**RAW DATA:**
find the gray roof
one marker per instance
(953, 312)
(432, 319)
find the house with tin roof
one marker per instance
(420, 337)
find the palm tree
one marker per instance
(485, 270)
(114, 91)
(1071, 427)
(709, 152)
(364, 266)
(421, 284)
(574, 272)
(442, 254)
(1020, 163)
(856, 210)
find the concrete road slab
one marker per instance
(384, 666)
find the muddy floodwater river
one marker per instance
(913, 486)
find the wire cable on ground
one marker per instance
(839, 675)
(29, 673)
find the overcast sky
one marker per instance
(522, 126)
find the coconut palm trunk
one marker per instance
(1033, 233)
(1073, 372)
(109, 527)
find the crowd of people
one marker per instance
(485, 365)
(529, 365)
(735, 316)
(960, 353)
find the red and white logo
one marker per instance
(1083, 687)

* * *

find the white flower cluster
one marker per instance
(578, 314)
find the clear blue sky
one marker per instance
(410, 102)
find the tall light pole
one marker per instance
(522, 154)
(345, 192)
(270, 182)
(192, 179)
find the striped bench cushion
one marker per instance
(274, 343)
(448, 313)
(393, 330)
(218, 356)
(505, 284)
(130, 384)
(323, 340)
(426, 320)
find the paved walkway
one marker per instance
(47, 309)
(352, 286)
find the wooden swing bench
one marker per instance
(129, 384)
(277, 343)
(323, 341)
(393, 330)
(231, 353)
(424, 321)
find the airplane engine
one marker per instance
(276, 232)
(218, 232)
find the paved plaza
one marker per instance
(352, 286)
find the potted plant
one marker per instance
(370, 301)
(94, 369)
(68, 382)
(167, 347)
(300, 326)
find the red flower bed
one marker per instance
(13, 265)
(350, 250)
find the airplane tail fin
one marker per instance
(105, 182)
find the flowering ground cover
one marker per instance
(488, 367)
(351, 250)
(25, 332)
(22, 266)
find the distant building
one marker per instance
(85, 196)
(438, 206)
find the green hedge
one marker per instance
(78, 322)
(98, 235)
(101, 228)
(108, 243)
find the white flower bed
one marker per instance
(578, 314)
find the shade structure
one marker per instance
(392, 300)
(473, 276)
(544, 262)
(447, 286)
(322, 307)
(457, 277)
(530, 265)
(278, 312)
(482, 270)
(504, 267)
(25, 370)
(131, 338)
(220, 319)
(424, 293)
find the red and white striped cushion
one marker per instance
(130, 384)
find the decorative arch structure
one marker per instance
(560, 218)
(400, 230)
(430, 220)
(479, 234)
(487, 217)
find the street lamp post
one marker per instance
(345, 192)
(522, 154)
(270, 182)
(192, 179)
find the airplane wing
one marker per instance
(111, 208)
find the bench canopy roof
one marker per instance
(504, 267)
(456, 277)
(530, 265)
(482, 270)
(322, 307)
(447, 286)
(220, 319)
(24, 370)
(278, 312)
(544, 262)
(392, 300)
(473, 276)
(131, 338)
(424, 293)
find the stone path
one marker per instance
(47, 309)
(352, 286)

...

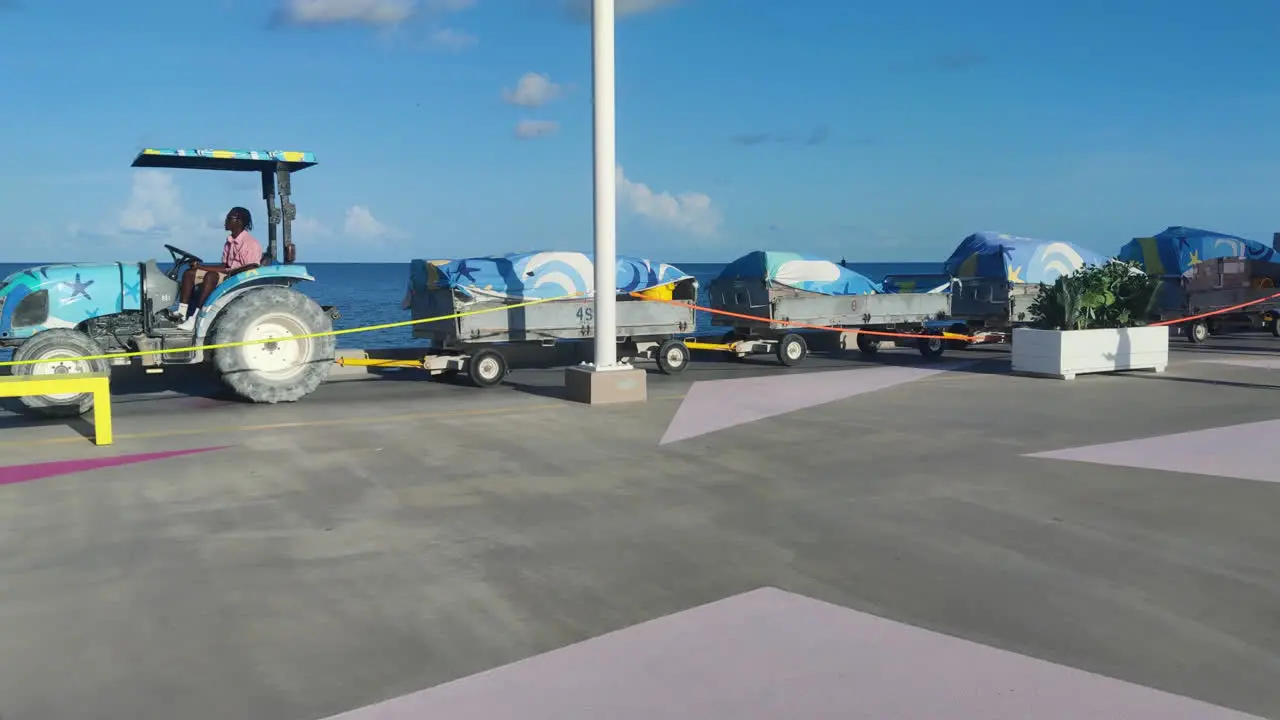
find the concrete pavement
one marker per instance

**TASK REQUIREMENTS:**
Pick out each line of the records that contains the word "roof", and copy those lines. Case counts.

**RESULT FOR THIS EXERCISE:**
find the gray roof
find the house with tin roof
find the bench canopy roof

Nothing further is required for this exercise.